+++ MATERIAL SHOWN +++
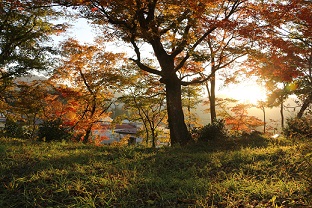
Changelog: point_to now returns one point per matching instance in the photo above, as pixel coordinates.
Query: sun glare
(247, 93)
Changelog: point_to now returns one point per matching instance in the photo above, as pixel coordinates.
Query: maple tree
(95, 75)
(146, 103)
(174, 30)
(24, 106)
(24, 30)
(285, 53)
(236, 116)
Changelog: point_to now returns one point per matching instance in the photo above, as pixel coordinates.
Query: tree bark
(282, 113)
(304, 106)
(212, 99)
(179, 134)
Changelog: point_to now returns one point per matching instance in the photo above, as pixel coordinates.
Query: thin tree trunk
(304, 106)
(212, 99)
(282, 113)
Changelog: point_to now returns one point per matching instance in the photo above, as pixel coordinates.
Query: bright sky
(246, 92)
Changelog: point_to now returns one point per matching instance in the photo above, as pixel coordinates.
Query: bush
(53, 131)
(213, 131)
(299, 128)
(13, 129)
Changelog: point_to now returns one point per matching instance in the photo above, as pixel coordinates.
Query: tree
(237, 118)
(146, 102)
(95, 74)
(24, 30)
(173, 30)
(24, 105)
(285, 56)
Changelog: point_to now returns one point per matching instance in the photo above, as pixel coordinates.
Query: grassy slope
(233, 174)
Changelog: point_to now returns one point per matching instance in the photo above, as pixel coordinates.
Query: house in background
(108, 133)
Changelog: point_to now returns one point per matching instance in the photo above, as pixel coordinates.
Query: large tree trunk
(304, 106)
(178, 130)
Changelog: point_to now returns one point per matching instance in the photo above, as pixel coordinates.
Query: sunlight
(247, 93)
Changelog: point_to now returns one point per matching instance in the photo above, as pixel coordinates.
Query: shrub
(213, 131)
(299, 128)
(53, 131)
(13, 129)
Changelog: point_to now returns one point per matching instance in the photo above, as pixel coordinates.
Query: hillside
(255, 172)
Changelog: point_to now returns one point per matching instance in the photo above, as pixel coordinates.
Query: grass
(240, 173)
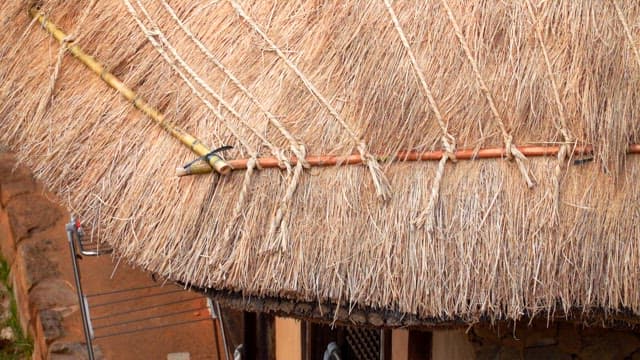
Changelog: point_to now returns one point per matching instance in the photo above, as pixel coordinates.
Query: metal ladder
(111, 308)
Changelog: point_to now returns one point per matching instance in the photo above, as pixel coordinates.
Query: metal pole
(71, 230)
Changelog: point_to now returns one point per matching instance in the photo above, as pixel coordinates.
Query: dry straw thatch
(280, 79)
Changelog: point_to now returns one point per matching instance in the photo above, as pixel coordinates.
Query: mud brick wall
(556, 341)
(34, 243)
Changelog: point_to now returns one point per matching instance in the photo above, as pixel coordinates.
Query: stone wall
(557, 340)
(33, 242)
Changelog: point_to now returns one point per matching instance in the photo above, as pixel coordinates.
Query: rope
(511, 150)
(560, 123)
(157, 32)
(298, 149)
(150, 36)
(237, 211)
(448, 141)
(295, 144)
(64, 45)
(383, 188)
(627, 30)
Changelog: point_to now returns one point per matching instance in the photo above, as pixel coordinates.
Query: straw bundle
(284, 79)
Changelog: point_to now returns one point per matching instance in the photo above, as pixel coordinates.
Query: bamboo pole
(463, 154)
(213, 162)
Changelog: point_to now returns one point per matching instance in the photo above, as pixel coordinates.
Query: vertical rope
(511, 150)
(448, 141)
(383, 188)
(627, 30)
(560, 122)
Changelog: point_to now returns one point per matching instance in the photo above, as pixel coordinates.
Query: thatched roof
(433, 238)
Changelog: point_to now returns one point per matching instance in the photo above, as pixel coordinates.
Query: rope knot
(68, 39)
(301, 154)
(383, 188)
(283, 161)
(508, 146)
(449, 145)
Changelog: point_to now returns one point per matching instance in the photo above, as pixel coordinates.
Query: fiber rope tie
(427, 218)
(380, 182)
(230, 231)
(382, 186)
(511, 151)
(276, 236)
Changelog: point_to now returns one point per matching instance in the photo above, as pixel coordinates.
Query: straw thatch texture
(481, 243)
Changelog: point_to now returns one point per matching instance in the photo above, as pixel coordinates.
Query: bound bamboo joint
(213, 162)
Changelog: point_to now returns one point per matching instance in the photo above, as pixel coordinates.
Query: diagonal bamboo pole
(213, 161)
(462, 154)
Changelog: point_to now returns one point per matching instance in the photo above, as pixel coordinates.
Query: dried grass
(496, 248)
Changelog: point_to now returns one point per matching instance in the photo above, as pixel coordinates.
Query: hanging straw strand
(298, 149)
(561, 122)
(627, 30)
(381, 183)
(45, 100)
(448, 141)
(511, 150)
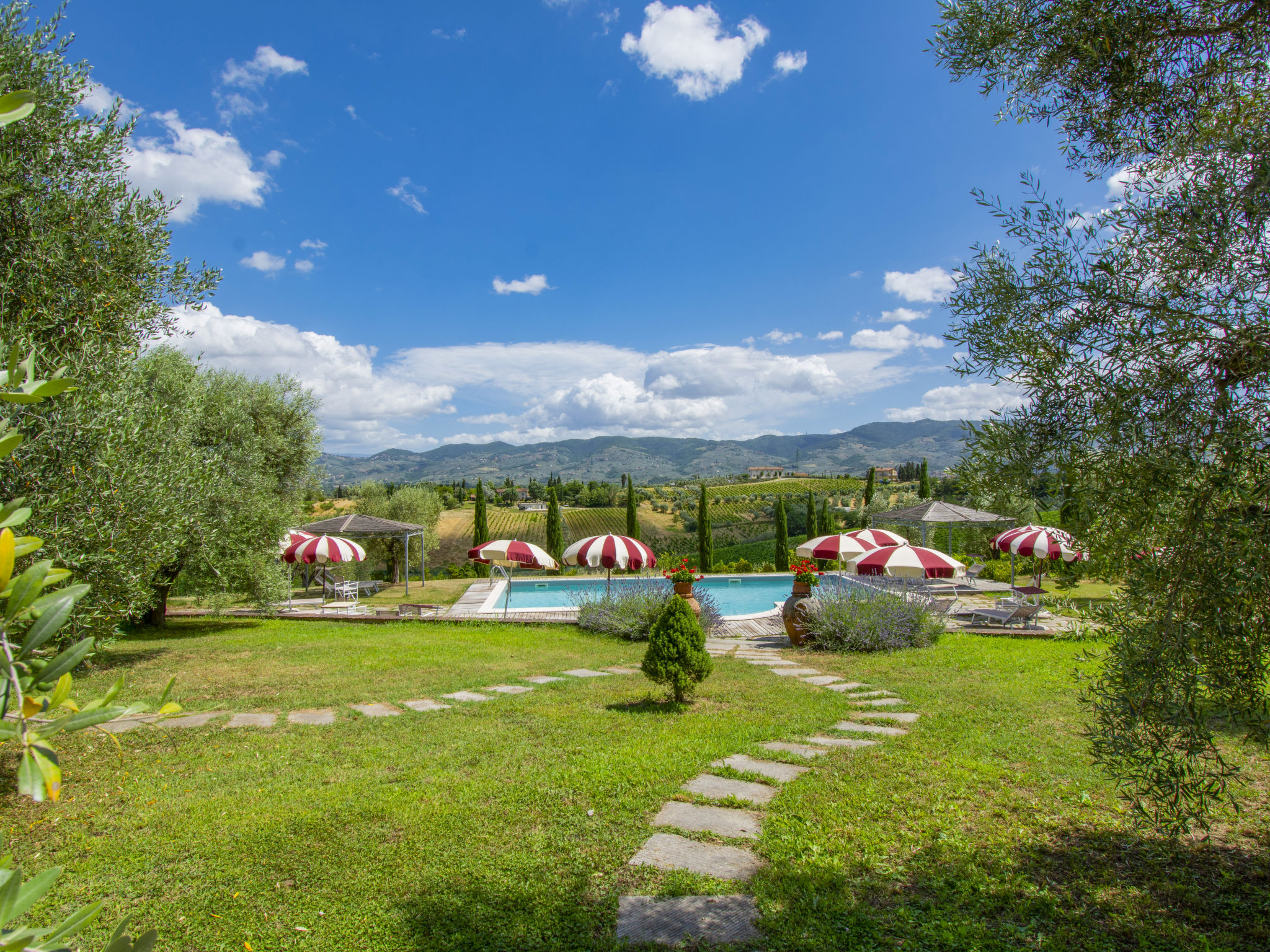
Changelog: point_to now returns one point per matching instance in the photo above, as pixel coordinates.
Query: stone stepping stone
(794, 672)
(252, 720)
(801, 749)
(426, 705)
(670, 922)
(719, 787)
(191, 720)
(709, 819)
(376, 710)
(902, 716)
(779, 772)
(666, 851)
(468, 696)
(842, 742)
(313, 716)
(869, 729)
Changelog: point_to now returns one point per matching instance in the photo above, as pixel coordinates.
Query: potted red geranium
(682, 576)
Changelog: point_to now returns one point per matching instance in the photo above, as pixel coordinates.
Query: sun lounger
(1008, 616)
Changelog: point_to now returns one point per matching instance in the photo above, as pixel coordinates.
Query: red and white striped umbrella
(879, 537)
(324, 549)
(908, 563)
(512, 552)
(610, 552)
(842, 547)
(1039, 542)
(291, 537)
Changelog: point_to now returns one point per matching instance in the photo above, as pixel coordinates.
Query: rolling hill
+++
Exclude all images and restate the records above word for word.

### THE ANSWER
Changelog: point_to now returns one point per matching instance in the photo above, as pixel coordinates.
Query: sun glare
(247, 93)
Changelog: point_to now returns one point per matching instance in the photo above, as pixel coordinates.
Query: maple tree
(95, 75)
(146, 103)
(174, 30)
(24, 106)
(24, 30)
(285, 53)
(236, 116)
Changelog: point_to now returns one point per matching instance in the photo above, as pixel coordinates.
Query: tree bark
(282, 113)
(304, 106)
(212, 99)
(179, 134)
Changelog: point_to now returns one point per matching instance in the photo above, as pixel coordinates.
Query: thin tree trunk
(304, 106)
(212, 99)
(282, 113)
Changelog: point_to now returns one point per matching instance in the photo above, as pixel coordinates.
Query: bright sky
(246, 92)
Changelog: point_to now returns one point per matching instance in the photo above, as pixel coordinates.
Query: bush
(53, 131)
(213, 131)
(299, 128)
(13, 129)
Changelog: point_to now returns one point per matching instance in the photo above, as pixel coordinates.
Query: tree
(237, 118)
(146, 102)
(95, 74)
(24, 30)
(173, 30)
(24, 105)
(285, 56)
Changelog: point_to now returns one point per matching instance in the photo above, as pixel coordinates.
Query: grassy slope
(233, 174)
Changelog: point_to now returns one point per matching instance in the photo above, as pixel coordinates.
Query: house in background
(108, 133)
Changelog: point_to now returns one point per matching instance in the photo above, as pixel coordinates.
Query: large tree trunk
(304, 106)
(178, 130)
Changelog: point_to now returns one point per matching instance in the photo above, as pixel coordinates.
Query: sunlight
(247, 93)
Changelog: point_to now returns one point per matching instance in the photo above, as pixel coordinates.
Query: shrub
(213, 131)
(299, 128)
(53, 131)
(13, 129)
Changelog: point_to now returns one point per matching instance in the photo above, as pixel coordinates.
Query: hillside
(255, 172)
Changelog: point_to now returns one point per matching instance in the photo above, as pixel coordinates.
Query: grass
(240, 173)
Changelog: point_to now returns one point per matching instance in the photo above, as pixel coordinates.
Query: metal ladder
(111, 308)
Changelog: point_to now returns one point per matching instance in the photo above, as pixel coordinates.
Query: metal pole
(71, 230)
Changelog: point_to now returns one point per matching instance in the photo above, as pixel coordinates.
Query: dry straw thatch
(280, 79)
Changelog: point_to now returns one point per matching instance in the photo above, as pixel coordinates.
Query: mud brick wall
(556, 341)
(34, 243)
Changelog: point_to now returns one point per matching instance in the photo above, as pixel coordinates.
Query: stone wall
(557, 340)
(33, 242)
Changelog: point_to now returns one point per matching instance in the photo above, as pixel coordinates.
Query: rope
(511, 150)
(560, 123)
(157, 32)
(298, 149)
(150, 36)
(237, 211)
(448, 141)
(295, 144)
(64, 45)
(383, 188)
(627, 30)
Changelog: point_to now returns one point per matching instance in the photo above, as pixel coordinates.
Query: straw bundle
(284, 79)
Changelog: point_to now returns one point per matching instance in the photo above, as pixel coordinates.
Query: bamboo pole
(463, 154)
(213, 162)
Changelog: point_to now returns one point per matching instance in the photo above, as pixel coordinates.
Query: vertical rope
(511, 150)
(448, 141)
(383, 188)
(627, 30)
(560, 122)
Changelog: point_to now returns one point per matching instance in the photo above, as pixel coordinates.
Query: thatched roof
(433, 238)
Changelog: point_to now returns one point per matching instance in the photo above, as pixel coordinates.
Query: rope knot
(68, 39)
(301, 154)
(383, 188)
(283, 161)
(508, 146)
(449, 145)
Changelog: point_to now returns one point per matching instance in the photo above, as pixel coordinates.
Query: fiber rope tie
(427, 218)
(380, 182)
(230, 231)
(382, 186)
(511, 151)
(276, 236)
Changelog: point_to now returns one point per matching instance in the photo above, as pixel coordinates.
Query: straw thatch texture
(481, 243)
Changelog: point_to now returns one point per matching instance in the photo above, as pixel coordinates.
Query: bound bamboo joint
(213, 162)
Changelog: point_to now returns one point per matching instance in the photo above, as pixel coordinates.
Query: diagonal bamboo pole
(213, 161)
(462, 154)
Changelog: point_to now returns one point per matching instance in the photo above, as pixel coordinates.
Query: dried grass
(496, 248)
Changelog: point_to now returns one point per matching instance in the photo above, as pixel coordinates.
Query: hanging straw strand
(298, 149)
(561, 122)
(627, 30)
(381, 183)
(45, 100)
(448, 141)
(511, 150)
Changelog: point_to now returns one point per matching instance in the photo above, as pixel coordinates.
Query: stone stepping stone
(794, 672)
(252, 720)
(801, 749)
(426, 705)
(670, 922)
(719, 787)
(191, 720)
(709, 819)
(376, 710)
(902, 716)
(779, 772)
(666, 851)
(468, 696)
(842, 742)
(313, 716)
(869, 729)
Changelog: point_to now returns one point per matching instance in the photo above, as pixel coordinates.
Query: potted red geranium
(682, 576)
Changelog: point_to now returns one point per matching instance in the photo above, as pixel coordinates.
Query: sun lounger
(1008, 616)
Changelog: point_to now returns one point per matching instance in the photo above, as pixel coordinates.
Query: red and white striped umbrella
(879, 537)
(324, 549)
(908, 563)
(512, 552)
(610, 552)
(842, 547)
(1039, 542)
(291, 537)
Changelog: point_to now returns one point per matching instance in the photo above, as pixel coordinates.
Query: rolling hill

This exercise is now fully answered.